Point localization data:
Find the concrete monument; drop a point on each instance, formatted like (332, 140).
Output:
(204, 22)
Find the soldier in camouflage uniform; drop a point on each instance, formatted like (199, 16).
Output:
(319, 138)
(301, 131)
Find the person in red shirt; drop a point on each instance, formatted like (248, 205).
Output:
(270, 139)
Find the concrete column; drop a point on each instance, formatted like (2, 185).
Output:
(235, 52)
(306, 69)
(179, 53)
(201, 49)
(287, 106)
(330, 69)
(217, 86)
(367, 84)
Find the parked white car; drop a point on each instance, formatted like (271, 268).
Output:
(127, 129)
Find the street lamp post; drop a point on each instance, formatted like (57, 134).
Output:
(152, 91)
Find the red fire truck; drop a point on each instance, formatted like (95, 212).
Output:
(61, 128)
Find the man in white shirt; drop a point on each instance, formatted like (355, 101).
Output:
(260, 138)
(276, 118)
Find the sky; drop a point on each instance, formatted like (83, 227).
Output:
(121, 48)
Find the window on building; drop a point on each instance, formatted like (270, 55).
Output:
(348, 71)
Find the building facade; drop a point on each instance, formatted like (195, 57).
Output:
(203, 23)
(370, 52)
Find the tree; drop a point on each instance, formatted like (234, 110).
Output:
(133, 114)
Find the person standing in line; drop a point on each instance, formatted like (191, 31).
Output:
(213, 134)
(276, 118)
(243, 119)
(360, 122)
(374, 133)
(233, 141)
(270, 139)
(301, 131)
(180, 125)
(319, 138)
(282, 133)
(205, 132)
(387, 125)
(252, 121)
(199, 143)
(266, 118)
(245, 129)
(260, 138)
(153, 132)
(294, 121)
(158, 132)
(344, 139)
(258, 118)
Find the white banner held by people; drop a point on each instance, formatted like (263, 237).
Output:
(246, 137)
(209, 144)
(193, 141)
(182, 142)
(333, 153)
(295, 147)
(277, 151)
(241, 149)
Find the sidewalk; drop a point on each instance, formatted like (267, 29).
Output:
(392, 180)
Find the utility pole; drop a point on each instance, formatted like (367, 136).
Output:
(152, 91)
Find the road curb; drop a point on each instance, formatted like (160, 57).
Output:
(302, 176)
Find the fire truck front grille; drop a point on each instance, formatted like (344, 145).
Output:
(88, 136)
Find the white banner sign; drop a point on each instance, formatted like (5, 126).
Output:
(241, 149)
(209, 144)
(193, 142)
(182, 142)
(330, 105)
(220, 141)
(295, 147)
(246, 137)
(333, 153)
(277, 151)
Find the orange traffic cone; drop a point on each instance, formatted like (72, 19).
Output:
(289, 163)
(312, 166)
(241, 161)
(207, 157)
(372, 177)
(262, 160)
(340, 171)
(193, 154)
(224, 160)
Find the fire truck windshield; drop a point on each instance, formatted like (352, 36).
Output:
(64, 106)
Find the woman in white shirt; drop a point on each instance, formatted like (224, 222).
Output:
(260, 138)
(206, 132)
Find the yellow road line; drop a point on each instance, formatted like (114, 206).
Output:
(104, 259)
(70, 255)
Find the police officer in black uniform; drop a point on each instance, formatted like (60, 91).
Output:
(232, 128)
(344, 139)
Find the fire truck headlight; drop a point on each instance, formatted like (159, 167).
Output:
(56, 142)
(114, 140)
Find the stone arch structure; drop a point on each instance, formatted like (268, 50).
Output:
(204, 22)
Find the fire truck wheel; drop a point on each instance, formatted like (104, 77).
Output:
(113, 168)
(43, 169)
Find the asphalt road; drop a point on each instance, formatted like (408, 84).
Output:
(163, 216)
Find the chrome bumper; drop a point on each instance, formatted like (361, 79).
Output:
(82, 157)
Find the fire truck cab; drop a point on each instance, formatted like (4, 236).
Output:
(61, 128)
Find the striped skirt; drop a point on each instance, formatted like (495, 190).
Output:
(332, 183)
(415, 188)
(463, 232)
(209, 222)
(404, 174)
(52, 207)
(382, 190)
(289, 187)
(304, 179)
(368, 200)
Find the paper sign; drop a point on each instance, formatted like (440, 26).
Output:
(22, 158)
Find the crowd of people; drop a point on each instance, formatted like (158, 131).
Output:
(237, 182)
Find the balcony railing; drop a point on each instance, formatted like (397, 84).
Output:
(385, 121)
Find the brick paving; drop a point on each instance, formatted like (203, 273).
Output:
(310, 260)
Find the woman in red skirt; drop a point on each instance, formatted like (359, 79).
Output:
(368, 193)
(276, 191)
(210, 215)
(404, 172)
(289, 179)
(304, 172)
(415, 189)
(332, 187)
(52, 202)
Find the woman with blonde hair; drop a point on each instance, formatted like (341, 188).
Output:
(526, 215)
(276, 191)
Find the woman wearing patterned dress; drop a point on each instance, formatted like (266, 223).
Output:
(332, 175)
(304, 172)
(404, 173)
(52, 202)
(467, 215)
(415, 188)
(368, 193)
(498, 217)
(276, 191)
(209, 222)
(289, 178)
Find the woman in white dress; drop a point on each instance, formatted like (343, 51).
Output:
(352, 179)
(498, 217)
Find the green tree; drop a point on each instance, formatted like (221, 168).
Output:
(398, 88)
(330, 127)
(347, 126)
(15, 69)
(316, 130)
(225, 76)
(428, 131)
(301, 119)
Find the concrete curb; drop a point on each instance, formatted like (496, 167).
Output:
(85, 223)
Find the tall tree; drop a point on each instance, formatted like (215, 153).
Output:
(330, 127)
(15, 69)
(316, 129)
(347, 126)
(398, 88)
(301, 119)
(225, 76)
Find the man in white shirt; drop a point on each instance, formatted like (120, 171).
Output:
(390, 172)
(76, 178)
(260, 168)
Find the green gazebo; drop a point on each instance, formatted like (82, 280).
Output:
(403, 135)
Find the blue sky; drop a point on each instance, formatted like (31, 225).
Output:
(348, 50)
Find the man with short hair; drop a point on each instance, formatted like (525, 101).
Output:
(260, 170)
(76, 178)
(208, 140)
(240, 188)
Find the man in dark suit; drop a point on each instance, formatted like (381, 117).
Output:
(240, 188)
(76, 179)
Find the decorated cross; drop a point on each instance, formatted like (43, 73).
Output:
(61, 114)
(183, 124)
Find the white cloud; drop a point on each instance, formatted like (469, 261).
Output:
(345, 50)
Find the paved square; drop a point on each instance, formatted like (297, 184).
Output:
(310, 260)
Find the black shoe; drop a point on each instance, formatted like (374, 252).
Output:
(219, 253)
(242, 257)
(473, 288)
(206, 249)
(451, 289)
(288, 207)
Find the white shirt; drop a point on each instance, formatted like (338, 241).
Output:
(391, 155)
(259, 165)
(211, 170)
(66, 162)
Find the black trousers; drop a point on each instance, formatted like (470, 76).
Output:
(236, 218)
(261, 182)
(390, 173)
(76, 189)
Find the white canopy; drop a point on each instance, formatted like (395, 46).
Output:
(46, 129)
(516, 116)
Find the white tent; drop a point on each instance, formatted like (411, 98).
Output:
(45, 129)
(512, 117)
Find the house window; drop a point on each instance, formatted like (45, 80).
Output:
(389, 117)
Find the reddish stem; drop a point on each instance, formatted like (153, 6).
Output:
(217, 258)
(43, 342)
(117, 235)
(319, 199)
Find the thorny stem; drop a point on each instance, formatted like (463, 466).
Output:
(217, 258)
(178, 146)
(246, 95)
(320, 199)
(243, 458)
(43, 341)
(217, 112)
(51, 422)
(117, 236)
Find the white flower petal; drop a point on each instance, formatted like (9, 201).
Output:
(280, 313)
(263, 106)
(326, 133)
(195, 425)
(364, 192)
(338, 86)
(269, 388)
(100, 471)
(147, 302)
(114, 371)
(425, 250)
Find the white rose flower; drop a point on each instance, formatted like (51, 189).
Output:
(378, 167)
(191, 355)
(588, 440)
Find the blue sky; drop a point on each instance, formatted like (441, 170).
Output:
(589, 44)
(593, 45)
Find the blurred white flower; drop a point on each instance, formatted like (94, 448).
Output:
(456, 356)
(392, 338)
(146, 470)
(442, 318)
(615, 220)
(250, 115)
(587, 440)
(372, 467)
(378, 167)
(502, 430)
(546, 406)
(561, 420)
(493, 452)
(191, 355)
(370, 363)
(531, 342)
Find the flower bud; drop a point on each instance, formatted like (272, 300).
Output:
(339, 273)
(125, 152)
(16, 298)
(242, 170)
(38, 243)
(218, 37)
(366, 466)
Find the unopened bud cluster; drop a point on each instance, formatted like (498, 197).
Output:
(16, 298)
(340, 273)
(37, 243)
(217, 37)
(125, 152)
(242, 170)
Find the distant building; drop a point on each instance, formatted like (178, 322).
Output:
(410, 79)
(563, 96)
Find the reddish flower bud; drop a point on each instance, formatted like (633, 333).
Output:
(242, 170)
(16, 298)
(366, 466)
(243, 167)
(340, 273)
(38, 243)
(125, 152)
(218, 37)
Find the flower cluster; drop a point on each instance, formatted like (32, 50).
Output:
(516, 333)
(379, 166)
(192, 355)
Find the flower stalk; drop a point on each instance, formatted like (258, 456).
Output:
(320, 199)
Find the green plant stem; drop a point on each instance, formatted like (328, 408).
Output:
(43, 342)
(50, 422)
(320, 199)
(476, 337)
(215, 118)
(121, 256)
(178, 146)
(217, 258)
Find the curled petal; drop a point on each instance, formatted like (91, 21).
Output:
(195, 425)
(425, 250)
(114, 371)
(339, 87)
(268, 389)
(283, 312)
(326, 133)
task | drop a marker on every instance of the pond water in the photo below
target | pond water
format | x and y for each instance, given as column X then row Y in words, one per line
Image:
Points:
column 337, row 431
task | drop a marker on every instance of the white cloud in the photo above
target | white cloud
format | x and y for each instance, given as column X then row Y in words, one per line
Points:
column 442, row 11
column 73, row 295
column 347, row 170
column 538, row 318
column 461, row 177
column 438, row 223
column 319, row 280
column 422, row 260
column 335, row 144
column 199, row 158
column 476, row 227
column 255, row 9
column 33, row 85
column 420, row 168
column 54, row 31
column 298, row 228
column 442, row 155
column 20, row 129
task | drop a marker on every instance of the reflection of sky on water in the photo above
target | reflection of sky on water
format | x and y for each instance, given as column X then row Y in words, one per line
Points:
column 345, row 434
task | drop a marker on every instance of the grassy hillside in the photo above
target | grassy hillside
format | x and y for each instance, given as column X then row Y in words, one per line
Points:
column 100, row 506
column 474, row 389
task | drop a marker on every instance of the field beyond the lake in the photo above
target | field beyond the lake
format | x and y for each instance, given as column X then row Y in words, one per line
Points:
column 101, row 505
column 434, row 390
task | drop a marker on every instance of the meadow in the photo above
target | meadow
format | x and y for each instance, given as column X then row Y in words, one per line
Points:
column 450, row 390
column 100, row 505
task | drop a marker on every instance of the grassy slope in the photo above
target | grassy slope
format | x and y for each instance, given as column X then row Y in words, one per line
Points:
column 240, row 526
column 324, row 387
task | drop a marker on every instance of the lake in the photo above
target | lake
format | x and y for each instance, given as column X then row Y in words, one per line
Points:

WHAT IS NEEDED –
When the word "sign" shows up in a line of the entries, report that line.

WRITTEN RESPONSE –
Find the white banner sign; drop a point on each instance, formatted like (5, 126).
Find the paper sign; drop a point on each instance, formatted like (440, 26).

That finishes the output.